▶ [EXERCISE] Begin at the line that contains "[pin] wooden fence post" and repeat every line from there to the end of the records below, inclusive, without adding any other line.
>> BEGIN DATASET EXCERPTS
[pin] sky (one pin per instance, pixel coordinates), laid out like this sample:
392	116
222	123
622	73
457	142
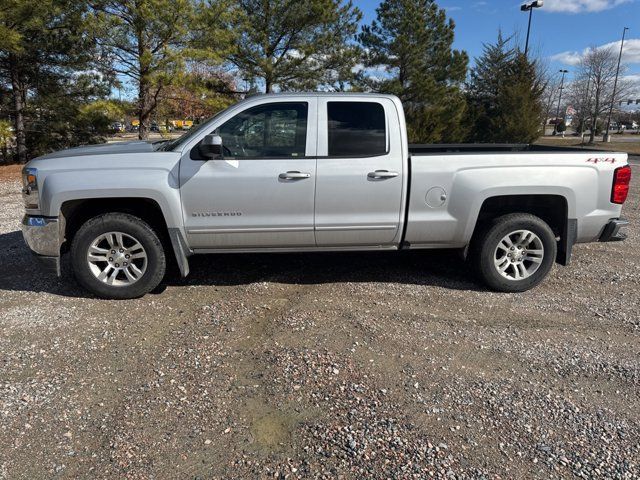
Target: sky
560	31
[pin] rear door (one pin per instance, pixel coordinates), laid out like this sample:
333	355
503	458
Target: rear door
359	172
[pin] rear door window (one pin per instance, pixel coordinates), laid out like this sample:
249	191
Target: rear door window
356	129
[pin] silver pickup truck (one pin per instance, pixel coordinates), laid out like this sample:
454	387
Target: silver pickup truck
315	172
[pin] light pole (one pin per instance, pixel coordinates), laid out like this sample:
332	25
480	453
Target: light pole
528	7
588	105
607	137
555	126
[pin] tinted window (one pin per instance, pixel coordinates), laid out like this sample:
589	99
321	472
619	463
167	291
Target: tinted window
271	130
356	129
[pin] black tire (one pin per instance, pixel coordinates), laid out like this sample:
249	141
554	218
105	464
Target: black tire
484	251
134	227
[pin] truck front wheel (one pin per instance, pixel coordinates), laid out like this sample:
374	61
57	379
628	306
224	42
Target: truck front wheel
117	256
515	253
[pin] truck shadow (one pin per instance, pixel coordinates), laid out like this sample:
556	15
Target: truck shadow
20	271
442	268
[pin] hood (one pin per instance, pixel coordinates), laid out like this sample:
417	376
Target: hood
103	149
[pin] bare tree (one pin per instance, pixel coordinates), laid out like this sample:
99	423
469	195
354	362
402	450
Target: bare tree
550	95
597	71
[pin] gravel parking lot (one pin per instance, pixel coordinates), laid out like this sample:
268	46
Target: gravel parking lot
322	366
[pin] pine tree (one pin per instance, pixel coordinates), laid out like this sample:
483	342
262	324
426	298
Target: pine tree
43	46
295	44
504	96
144	41
412	40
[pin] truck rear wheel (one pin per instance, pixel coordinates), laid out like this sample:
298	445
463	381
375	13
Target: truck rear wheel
117	256
515	253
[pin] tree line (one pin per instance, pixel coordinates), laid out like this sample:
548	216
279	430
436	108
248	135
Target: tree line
61	61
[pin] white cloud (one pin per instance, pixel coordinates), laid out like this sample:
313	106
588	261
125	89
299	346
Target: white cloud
580	6
630	53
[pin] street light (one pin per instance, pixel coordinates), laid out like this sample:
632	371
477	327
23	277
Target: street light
528	7
555	126
607	138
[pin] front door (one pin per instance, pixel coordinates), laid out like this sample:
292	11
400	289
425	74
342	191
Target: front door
360	177
262	193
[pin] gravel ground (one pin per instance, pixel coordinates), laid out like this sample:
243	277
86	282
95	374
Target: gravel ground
322	366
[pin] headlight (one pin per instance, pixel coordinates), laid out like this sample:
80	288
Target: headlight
30	193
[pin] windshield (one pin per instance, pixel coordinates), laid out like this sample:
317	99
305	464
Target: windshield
180	141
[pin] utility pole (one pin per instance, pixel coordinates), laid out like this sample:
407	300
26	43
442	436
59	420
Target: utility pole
555	126
528	7
607	137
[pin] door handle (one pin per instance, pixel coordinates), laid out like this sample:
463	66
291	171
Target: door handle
294	175
378	174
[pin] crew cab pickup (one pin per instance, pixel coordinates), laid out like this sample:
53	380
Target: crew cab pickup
315	172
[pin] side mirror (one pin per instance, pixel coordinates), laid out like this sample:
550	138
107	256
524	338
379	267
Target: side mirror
211	147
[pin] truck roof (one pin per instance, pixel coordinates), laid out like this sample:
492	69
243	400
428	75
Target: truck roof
324	94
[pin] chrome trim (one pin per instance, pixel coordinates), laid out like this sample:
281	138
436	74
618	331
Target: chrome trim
248	230
347	228
611	231
42	235
30	192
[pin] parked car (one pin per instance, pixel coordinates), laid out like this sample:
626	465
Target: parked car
316	172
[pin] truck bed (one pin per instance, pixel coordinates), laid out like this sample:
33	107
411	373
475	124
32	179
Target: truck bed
438	148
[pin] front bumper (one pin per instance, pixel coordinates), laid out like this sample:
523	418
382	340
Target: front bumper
612	233
42	235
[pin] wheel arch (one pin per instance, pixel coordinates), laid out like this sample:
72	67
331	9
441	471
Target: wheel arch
76	212
552	208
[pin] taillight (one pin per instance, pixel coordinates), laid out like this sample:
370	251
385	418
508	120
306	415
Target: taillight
621	180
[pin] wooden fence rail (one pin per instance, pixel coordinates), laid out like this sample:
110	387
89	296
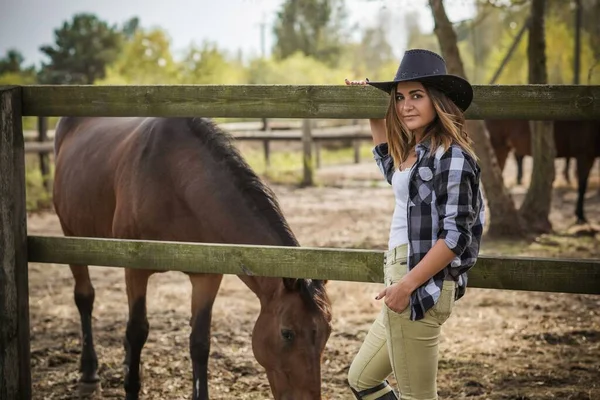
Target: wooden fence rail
532	102
510	273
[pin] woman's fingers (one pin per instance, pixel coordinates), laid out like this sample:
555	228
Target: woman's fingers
361	83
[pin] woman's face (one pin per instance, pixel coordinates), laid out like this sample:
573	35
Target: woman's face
414	105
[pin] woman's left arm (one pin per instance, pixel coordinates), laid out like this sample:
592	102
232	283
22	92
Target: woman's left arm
453	184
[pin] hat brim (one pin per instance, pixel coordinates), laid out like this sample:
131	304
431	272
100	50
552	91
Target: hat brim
456	88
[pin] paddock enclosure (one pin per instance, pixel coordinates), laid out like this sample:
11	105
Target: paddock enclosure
529	327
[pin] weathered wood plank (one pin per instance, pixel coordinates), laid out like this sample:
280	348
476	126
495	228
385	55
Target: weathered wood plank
15	376
538	102
548	275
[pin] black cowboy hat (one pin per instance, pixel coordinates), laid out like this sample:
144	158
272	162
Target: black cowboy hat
429	68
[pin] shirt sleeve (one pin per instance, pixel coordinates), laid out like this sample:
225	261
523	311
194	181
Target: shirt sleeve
384	161
456	182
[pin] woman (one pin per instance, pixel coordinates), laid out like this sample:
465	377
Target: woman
424	152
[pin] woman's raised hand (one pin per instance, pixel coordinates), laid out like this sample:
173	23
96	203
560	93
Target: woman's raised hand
356	83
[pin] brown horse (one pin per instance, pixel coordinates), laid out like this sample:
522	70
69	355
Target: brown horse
578	139
181	179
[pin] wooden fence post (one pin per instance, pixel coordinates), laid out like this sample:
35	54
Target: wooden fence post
266	143
307	160
356	143
318	153
44	157
15	374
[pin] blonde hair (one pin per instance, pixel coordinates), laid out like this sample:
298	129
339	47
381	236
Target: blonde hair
445	129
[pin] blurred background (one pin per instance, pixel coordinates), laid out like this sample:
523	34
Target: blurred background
499	344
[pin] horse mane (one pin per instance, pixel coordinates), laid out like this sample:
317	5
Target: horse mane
263	200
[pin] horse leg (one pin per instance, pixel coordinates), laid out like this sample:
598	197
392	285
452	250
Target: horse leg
84	299
204	291
137	329
584	165
519	159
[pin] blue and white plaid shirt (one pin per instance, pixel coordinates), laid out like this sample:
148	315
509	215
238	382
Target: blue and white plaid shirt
445	202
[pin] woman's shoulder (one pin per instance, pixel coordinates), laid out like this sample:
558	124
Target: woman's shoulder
>> END DATASET EXCERPTS
▶ [WRITTEN ANSWER]
[pin] wooden fence post (one pin per instance, pixel coordinates), laid out like this sample:
35	54
Target: wooden fence post
266	143
307	160
356	143
318	153
44	157
15	374
[pin] blonde hair (one pin per instance, pixel coordinates), laid out like this sample:
298	129
339	47
381	236
Target: blonde hair
445	129
[pin] blurred background (one pin per instance, pixel coordinates), laid out like this sample:
523	34
Target: blurred background
499	344
[pin] horse mane (one pin per instance, pixel coordinates), laid out like this sample:
317	5
Target: horse mane
263	200
[pin] horse leg (one pin per instance, pixel coordinates), laid out like this sample:
598	197
392	285
452	250
Target: horse leg
84	299
204	291
137	329
584	165
519	159
[pin] blue and white plaid shirt (one pin per instance, pixel coordinates), laid out like this sample:
148	315
509	215
238	382
Target: blue and white plaid shirt
445	202
[pin] woman's shoulder (one pin per instance, pixel coordinates), laid out like this sample:
558	124
Target: woman's shoulder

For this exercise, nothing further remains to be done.